Quizás la inercia, en el sentido más teórico del término, es decir, entendida como principio de la física moderna, esa fuerza sin fuerza con que, en condiciones ideales, todo cuerpo está condenado a mantener el estado de movimiento o reposo en el cual (ya) se encuentra, no sólo sea el aliado conceptual más leal a los conservadurismos, sino también el lugar referencial de la cobardía, del desencanto, del terror internalizado.
Sin embargo, la abstracción ideal del espacio y la reducción del mundo a categorías fisicalistas, causales y/o progresistas, también condenan a la inercia a los márgenes de la dimensión ideal. Aquí, en el mundo, todo yace contaminado con todo; la proliferación de naturalezas orgánicas e inorgánicas, de formas-de-vida, de imágenes e imaginarios, de tecnologías de dominación y tecnología de abolición onto-teleo-teológica, constelan una red de pasividades y actividades, de padecimentos y pasiones, de cercanías, distancias, de erotismo, melancolías, intensidades y deseos. Habitamos un universo caído, con toda la carga de indeterminación, de indeterminado sufrimiento y felicidad, que la vida pueda resistir, que la vida nos pueda donar. Así, la idealidad de la inercia tan sólo constituye una ley empírica más, esto es, un marco deductivo y presuntamente universal, pero fundado en condiciones previas y cuya idealidad, además de nunca poder ser comprobada por medio de observaciones, también lleva la marca de lo que se ofrece a la transgresión. He ahí que todo movimiento pueda interrumpir la inercia, sea capaz de lanzarla y lanzarse al abismo de incertidumbre, de extasiarse en el ardiente seno de la barricada, pues su “esencia” no es la del concepto idealizante, sino la de la sensorialidad, la de la fragancia; o sea, la “esencia” de la afección evocativa y siempre vivenciada con que se desarticula la configuración sensorial para exhibir la anarquía des-jerarquizante de los sentidos. La topología del universo se teje a sí misma a partir de un movimiento, por sí mismo vital, que infecta todos los pliegues de este mundo y del mundo otro que ya habita al interior de aquel.

# # # # # # #

### [Tarea A]
Según el texto sobre la inercia, ¿en qué condiciones está todo cuerpo condenado a mantener su estado de movimiento o reposo?
### [Tarea B]
Reproduzca fielmente el fragmento del texto sobre la inercia que empieza en las palabras "Quizás la inercia, en" y termina después de "del terror internalizado.".

# # # # # # #

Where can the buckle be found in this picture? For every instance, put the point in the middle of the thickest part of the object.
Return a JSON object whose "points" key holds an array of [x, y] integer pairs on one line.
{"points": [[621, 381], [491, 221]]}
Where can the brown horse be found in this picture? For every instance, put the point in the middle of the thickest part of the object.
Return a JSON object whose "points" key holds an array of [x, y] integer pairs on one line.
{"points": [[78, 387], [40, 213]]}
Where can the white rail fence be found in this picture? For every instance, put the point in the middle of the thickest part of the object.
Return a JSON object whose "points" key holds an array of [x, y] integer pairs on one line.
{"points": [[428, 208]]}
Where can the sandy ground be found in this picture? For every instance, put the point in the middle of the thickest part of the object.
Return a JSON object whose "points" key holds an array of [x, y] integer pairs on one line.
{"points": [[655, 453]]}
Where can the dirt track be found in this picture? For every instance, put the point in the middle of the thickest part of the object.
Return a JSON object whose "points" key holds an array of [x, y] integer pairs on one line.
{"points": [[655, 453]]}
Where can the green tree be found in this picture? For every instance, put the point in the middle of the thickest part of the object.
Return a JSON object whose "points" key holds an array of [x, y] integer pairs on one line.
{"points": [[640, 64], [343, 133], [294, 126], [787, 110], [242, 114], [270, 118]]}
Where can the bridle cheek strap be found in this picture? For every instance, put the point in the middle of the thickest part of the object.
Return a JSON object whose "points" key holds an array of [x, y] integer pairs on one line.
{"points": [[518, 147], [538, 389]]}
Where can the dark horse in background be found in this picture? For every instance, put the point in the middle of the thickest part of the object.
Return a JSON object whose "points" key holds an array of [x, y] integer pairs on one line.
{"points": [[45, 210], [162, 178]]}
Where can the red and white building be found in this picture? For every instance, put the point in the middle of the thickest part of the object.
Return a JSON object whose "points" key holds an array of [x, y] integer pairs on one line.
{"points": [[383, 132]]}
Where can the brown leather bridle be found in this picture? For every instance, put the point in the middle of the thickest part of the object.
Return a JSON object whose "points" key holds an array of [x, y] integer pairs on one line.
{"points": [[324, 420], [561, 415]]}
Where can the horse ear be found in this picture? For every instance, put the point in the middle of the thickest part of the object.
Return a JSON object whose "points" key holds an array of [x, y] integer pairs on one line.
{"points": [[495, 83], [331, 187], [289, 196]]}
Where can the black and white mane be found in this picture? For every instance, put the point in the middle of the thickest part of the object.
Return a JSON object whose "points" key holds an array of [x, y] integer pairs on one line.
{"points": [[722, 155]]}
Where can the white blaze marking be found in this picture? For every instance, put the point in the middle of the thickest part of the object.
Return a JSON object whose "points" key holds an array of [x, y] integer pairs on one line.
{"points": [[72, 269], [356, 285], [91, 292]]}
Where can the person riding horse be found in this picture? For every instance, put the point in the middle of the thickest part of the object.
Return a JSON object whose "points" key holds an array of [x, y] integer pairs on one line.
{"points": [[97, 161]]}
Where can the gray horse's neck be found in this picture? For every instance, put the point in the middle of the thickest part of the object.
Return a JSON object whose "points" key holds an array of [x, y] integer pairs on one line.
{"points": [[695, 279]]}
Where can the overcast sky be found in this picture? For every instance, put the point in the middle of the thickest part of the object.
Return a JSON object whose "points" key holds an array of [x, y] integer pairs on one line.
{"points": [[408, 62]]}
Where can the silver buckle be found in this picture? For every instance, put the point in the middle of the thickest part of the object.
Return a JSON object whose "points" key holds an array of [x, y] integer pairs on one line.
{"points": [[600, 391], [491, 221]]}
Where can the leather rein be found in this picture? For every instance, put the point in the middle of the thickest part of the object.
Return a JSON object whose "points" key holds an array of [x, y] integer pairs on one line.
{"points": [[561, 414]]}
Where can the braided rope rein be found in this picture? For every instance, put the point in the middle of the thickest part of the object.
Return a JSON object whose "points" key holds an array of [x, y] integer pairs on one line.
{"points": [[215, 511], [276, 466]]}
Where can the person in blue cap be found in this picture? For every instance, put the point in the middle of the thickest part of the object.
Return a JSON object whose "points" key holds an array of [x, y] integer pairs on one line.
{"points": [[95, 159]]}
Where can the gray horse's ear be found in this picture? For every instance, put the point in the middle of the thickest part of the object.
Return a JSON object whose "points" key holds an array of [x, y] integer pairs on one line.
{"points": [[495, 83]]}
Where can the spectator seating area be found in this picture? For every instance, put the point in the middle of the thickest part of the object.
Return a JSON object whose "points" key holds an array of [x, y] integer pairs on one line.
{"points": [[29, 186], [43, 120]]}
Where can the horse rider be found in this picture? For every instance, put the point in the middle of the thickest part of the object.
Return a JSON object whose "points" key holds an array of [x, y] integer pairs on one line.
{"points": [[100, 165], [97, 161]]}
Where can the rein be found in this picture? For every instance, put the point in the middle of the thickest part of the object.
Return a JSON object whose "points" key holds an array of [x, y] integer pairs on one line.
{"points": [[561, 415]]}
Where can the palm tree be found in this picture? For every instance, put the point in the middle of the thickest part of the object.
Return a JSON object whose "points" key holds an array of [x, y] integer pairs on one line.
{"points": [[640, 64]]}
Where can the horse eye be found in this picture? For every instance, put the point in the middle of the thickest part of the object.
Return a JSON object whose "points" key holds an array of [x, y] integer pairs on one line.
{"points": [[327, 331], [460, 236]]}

# # # # # # #

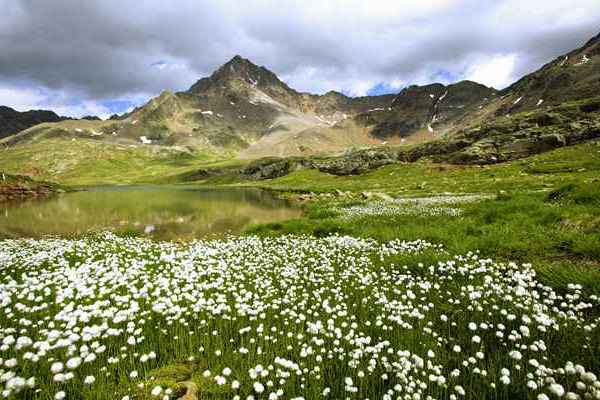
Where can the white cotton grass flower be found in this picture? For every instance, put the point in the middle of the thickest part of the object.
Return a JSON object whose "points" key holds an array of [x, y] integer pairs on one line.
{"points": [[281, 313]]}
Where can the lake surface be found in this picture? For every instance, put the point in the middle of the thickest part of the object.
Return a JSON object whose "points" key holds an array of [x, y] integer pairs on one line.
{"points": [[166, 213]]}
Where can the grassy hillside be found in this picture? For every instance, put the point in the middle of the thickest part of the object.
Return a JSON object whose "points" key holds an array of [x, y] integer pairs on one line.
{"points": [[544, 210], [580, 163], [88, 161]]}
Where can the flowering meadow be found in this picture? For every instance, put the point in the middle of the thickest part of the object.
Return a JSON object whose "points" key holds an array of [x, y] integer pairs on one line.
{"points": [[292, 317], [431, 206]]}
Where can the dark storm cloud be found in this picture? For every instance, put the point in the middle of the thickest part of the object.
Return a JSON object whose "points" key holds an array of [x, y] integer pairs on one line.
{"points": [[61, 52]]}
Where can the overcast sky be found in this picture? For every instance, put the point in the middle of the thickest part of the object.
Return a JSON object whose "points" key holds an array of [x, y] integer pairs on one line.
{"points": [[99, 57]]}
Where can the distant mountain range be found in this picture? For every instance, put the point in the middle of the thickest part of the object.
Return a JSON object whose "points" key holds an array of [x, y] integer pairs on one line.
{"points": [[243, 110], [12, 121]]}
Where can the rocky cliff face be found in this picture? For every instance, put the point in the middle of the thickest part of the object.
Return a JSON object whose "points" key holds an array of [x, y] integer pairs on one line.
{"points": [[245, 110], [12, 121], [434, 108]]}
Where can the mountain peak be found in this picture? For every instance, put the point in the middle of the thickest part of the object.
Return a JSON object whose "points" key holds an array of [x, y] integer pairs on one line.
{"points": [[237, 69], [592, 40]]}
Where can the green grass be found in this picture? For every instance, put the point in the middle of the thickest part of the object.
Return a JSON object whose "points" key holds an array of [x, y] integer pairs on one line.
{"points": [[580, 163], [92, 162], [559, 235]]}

# # # # # # #

### [Espacio de respuesta A]
En condiciones ideales.

### [Espacio de respuesta B]
Quizás la inercia, en el sentido más teórico del término, es decir, entendida como principio de la física moderna, esa fuerza sin fuerza con que, en condiciones ideales, todo cuerpo está condenado a mantener el estado de movimiento o reposo en el cual (ya) se encuentra, no sólo sea el aliado conceptual más leal a los conservadurismos, sino también el lugar referencial de la cobardía, del desencanto, del terror internalizado.